[Opening MATERIAL TO PROCESS section]

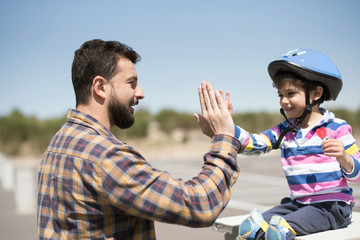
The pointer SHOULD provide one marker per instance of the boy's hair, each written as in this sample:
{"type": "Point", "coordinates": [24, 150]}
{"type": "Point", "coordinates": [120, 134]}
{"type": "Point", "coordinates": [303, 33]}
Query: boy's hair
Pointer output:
{"type": "Point", "coordinates": [298, 81]}
{"type": "Point", "coordinates": [97, 58]}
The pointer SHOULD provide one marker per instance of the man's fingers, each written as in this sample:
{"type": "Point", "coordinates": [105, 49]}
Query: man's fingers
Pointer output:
{"type": "Point", "coordinates": [201, 98]}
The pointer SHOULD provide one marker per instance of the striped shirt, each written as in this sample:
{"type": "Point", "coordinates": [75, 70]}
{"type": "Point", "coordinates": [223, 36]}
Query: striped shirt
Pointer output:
{"type": "Point", "coordinates": [93, 186]}
{"type": "Point", "coordinates": [311, 175]}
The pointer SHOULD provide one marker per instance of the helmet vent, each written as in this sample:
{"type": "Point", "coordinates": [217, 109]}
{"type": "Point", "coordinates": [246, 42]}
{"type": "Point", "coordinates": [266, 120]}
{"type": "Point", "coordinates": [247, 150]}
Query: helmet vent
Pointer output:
{"type": "Point", "coordinates": [298, 53]}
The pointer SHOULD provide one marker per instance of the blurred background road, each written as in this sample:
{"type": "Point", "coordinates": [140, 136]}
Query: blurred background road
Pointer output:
{"type": "Point", "coordinates": [260, 184]}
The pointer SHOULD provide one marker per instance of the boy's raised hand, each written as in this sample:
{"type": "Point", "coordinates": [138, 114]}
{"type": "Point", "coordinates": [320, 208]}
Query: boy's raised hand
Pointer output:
{"type": "Point", "coordinates": [216, 112]}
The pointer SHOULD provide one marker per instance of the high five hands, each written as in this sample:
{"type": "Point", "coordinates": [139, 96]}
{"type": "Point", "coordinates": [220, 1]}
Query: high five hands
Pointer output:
{"type": "Point", "coordinates": [216, 111]}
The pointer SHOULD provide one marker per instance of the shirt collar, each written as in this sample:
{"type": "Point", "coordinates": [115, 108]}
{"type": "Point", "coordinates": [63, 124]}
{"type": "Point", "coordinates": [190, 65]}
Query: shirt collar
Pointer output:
{"type": "Point", "coordinates": [78, 117]}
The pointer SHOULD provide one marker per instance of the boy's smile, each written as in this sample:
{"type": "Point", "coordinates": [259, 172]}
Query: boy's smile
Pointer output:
{"type": "Point", "coordinates": [292, 99]}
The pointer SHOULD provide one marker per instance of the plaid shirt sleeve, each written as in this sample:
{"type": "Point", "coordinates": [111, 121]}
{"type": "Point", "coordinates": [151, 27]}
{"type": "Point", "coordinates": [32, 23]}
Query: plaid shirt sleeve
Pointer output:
{"type": "Point", "coordinates": [93, 186]}
{"type": "Point", "coordinates": [133, 186]}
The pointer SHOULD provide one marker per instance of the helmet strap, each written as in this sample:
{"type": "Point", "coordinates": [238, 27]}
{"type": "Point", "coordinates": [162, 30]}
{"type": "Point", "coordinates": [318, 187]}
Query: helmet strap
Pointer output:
{"type": "Point", "coordinates": [295, 127]}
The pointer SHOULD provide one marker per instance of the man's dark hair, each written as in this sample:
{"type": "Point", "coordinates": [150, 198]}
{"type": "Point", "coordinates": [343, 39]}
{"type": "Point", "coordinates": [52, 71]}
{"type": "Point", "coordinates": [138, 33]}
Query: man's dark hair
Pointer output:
{"type": "Point", "coordinates": [97, 58]}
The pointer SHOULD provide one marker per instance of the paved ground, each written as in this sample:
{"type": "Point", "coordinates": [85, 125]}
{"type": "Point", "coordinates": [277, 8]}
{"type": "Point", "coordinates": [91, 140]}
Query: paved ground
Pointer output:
{"type": "Point", "coordinates": [261, 184]}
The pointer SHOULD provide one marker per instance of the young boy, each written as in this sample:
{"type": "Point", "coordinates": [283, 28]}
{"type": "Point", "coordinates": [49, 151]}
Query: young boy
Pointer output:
{"type": "Point", "coordinates": [318, 151]}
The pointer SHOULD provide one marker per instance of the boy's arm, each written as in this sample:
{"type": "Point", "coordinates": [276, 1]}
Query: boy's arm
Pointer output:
{"type": "Point", "coordinates": [254, 144]}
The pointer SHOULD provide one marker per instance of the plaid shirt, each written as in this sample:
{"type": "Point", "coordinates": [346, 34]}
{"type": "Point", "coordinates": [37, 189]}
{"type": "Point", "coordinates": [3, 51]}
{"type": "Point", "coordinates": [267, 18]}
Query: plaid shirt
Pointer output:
{"type": "Point", "coordinates": [93, 186]}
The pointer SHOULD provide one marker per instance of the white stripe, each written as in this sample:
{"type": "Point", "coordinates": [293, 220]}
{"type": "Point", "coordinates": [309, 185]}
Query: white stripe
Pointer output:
{"type": "Point", "coordinates": [246, 206]}
{"type": "Point", "coordinates": [311, 168]}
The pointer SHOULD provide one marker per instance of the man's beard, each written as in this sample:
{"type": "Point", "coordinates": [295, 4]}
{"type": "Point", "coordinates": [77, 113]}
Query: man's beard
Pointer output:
{"type": "Point", "coordinates": [119, 114]}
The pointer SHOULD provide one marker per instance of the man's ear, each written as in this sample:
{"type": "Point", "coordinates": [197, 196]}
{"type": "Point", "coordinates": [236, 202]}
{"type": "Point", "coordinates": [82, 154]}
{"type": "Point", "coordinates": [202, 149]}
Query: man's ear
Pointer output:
{"type": "Point", "coordinates": [318, 92]}
{"type": "Point", "coordinates": [99, 86]}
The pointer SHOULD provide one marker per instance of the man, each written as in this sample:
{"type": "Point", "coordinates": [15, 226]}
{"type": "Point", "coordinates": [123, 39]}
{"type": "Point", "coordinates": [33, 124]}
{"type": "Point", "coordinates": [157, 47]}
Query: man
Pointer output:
{"type": "Point", "coordinates": [94, 186]}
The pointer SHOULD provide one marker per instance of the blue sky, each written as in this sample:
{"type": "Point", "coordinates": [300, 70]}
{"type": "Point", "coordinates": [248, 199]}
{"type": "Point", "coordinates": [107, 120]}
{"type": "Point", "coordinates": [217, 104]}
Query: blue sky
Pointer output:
{"type": "Point", "coordinates": [229, 43]}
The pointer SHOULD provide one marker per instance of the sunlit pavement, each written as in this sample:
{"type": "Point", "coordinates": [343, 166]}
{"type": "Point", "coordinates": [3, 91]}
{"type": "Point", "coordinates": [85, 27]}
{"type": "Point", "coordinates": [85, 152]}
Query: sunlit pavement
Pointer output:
{"type": "Point", "coordinates": [261, 184]}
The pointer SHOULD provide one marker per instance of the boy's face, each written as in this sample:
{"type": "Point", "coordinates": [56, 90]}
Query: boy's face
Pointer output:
{"type": "Point", "coordinates": [292, 99]}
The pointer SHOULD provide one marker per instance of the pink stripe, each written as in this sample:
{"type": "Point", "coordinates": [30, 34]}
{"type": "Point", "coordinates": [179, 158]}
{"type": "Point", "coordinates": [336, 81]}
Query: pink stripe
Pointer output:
{"type": "Point", "coordinates": [327, 197]}
{"type": "Point", "coordinates": [306, 159]}
{"type": "Point", "coordinates": [339, 132]}
{"type": "Point", "coordinates": [315, 187]}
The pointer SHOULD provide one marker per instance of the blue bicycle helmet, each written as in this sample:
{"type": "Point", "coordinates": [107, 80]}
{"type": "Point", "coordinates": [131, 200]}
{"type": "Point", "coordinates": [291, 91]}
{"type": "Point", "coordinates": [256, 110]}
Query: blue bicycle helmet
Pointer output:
{"type": "Point", "coordinates": [312, 66]}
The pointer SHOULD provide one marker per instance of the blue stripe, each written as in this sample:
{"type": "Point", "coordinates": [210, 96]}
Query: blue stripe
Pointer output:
{"type": "Point", "coordinates": [303, 150]}
{"type": "Point", "coordinates": [356, 169]}
{"type": "Point", "coordinates": [314, 178]}
{"type": "Point", "coordinates": [237, 132]}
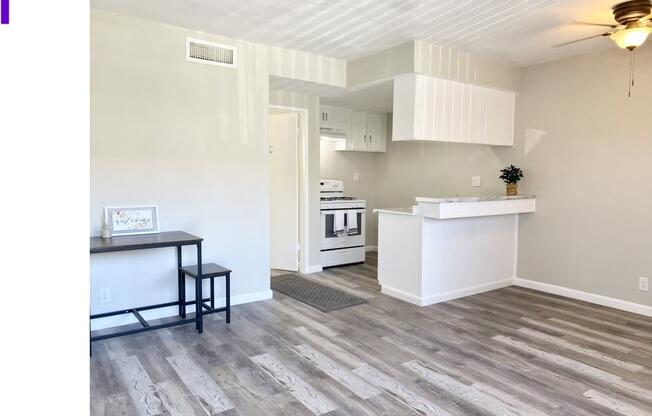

[Closing MATERIAL TO PROCESS section]

TASK DESCRIPTION
Pull each line holding "face" out of the listing.

SOLVED PROBLEM
The pointer SHOULD provide one marker per instance of the boy's face, each written as in this sample:
Query: boy's face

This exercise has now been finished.